For those strange few AMC people wanting to add the convenience of remote power locks to their late model AMC, you'll need to add 2 simple relays to get the task accomplished. For most cars there is a space to the right end of the glove box where the relays can be placed putting them in close proximity to the power lock wiring harness as well as battery power depending on how you wish to power the system.

For me it was a matter of necessity as my wife has a handicap that renders her unable to operate ordinary manual windows or easily reach around or back for lock knobs - let alone grip on and pull it up.
Most of the process is finding the parts to convert from manual to power/electric and if you are lucky enough to get your hands on either all the parts from a donor car, or the donor car itself, it's more time than anything. The harness for power windows and locks is distinct from the rest of the vehicle's wiring. They even made it bloody simple to connect the system into the car's fuse block.
I've made a diagram below of how I plan the electrical connections using the AMC TSM wiring diagram as a guide for the wire sizes and colors of the now existing power lock/window harness. At this time I'm keeping it simple - the lock/unlock will do both doors, I may later add a driver unlock only relay but with AMCs "both at once" simplified wiring, this is much easier. Besides, the car is so small one can easily see anyone who tries to jump into the passenger side if you unlock both doors before getting in. And good luck to anyone attempting to sneak in through the back seat! Yeah, right.
Most of the remote modules I've dealt with use a "negative" signal for lock and unlock - meaning they have a low-power GROUND to operate the relay. That means the module won't power the relay itself - it's depending on the relay coil being powered so the module simply grounds the other side of the coil to activate it. It's a momentary negative or ground signal.  That actually makes it rather easy, too - since you can power one side of the primary or trigger circuit and the common "power" side from the same feed.

· · · ·

▸ **Written exercise 1**
According to the text on adding remote power locks to an AMC, how many relays must be added?
▸ **Written exercise 2**
List each action that the text on adding remote power locks to an AMC says the writer's wife cannot easily perform because of her handicap.
The lines that come next are not needed for this exercise.

▸ **Data section**
· · · ·

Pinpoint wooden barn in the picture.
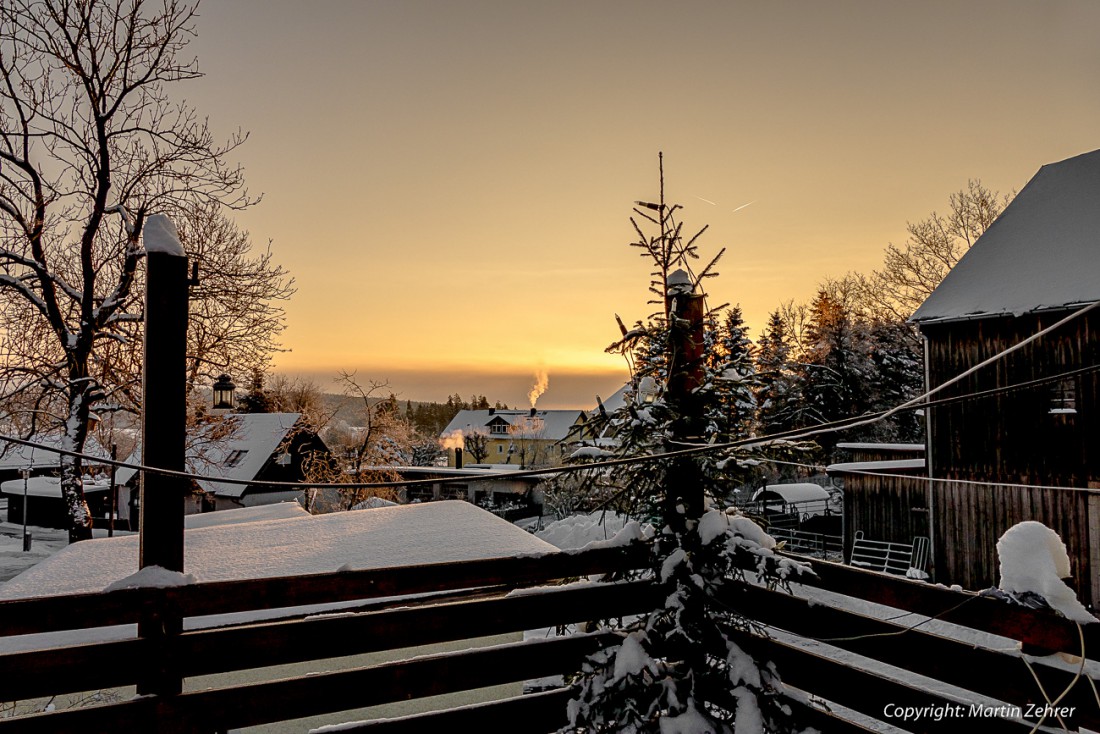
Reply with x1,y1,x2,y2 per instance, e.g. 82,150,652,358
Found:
864,151,1100,605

· · · ·

▸ **Complete response 1**
Two simple relays.

▸ **Complete response 2**
- Operate ordinary manual windows
- Easily reach around or back for lock knobs
- Grip a lock knob and pull it up